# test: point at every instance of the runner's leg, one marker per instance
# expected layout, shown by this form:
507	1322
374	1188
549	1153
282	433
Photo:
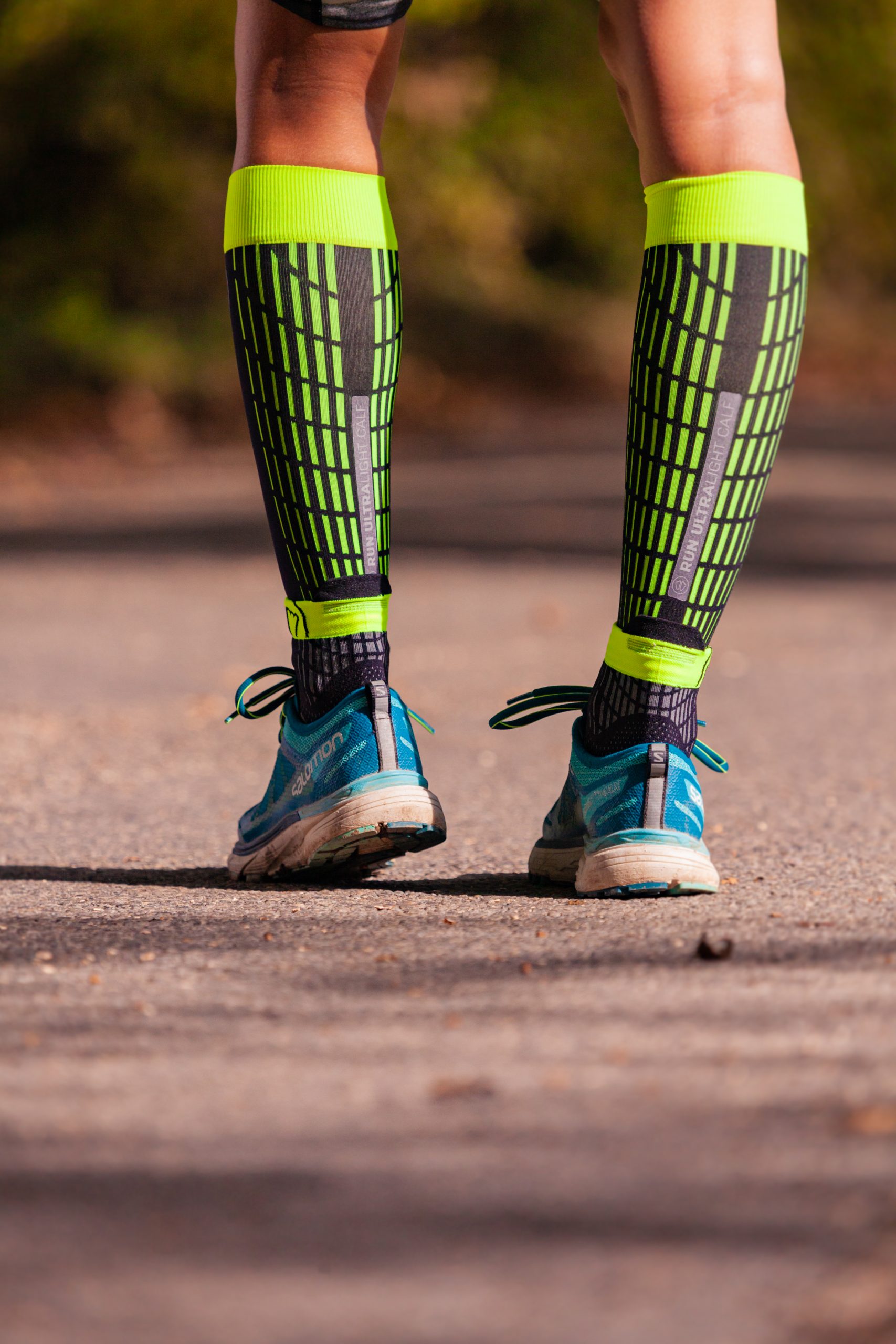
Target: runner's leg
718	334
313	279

◆ ◆ ◆ ◆ ◆

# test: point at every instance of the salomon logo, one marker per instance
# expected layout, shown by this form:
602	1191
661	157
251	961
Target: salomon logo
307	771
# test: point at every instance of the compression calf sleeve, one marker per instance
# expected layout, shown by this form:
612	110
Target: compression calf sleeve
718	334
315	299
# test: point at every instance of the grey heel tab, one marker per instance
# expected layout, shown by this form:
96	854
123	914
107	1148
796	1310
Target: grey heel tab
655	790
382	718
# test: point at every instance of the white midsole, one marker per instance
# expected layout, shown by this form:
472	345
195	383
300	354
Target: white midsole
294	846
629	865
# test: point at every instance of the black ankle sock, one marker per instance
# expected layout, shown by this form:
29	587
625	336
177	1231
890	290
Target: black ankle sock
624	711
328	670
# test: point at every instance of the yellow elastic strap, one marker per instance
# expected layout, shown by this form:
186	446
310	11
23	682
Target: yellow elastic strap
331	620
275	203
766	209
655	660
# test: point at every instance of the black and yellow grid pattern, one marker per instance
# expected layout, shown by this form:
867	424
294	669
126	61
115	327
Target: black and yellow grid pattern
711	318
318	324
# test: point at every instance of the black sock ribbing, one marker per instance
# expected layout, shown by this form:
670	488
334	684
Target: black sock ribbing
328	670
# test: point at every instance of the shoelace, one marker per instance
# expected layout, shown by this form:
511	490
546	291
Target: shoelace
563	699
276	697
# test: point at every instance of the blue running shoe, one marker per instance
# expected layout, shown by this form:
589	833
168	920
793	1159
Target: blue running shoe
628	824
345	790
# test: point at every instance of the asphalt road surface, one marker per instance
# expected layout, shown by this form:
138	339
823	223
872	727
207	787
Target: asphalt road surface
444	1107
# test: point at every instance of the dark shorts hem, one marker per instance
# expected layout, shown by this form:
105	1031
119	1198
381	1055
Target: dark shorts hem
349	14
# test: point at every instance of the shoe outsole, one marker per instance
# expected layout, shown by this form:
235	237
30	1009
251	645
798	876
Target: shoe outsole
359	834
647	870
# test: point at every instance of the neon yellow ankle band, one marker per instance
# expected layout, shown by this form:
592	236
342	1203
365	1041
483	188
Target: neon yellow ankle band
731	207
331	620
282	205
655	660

◆ ◆ ◆ ◆ ◆

## Work item
In the material above, find the line containing "Target: shoelace" and the line containing "# test: point at every instance of the dark", then write out exactly those two lines and every line between them, and nothing more.

## Written reply
Target: shoelace
563	699
276	697
# test: point at every instance of the blue running shoe, one marker per instance
# expected layout, shown by this form:
589	833
168	920
793	1159
Target: blue running shoe
628	824
345	790
# test: point at every instance of the asphalt road surface, one marker per instance
# expected layout, shown by this form:
138	339
823	223
872	727
207	787
Target: asphalt road surface
444	1107
# test: point at every instance of the dark shorts hem, one marker per instance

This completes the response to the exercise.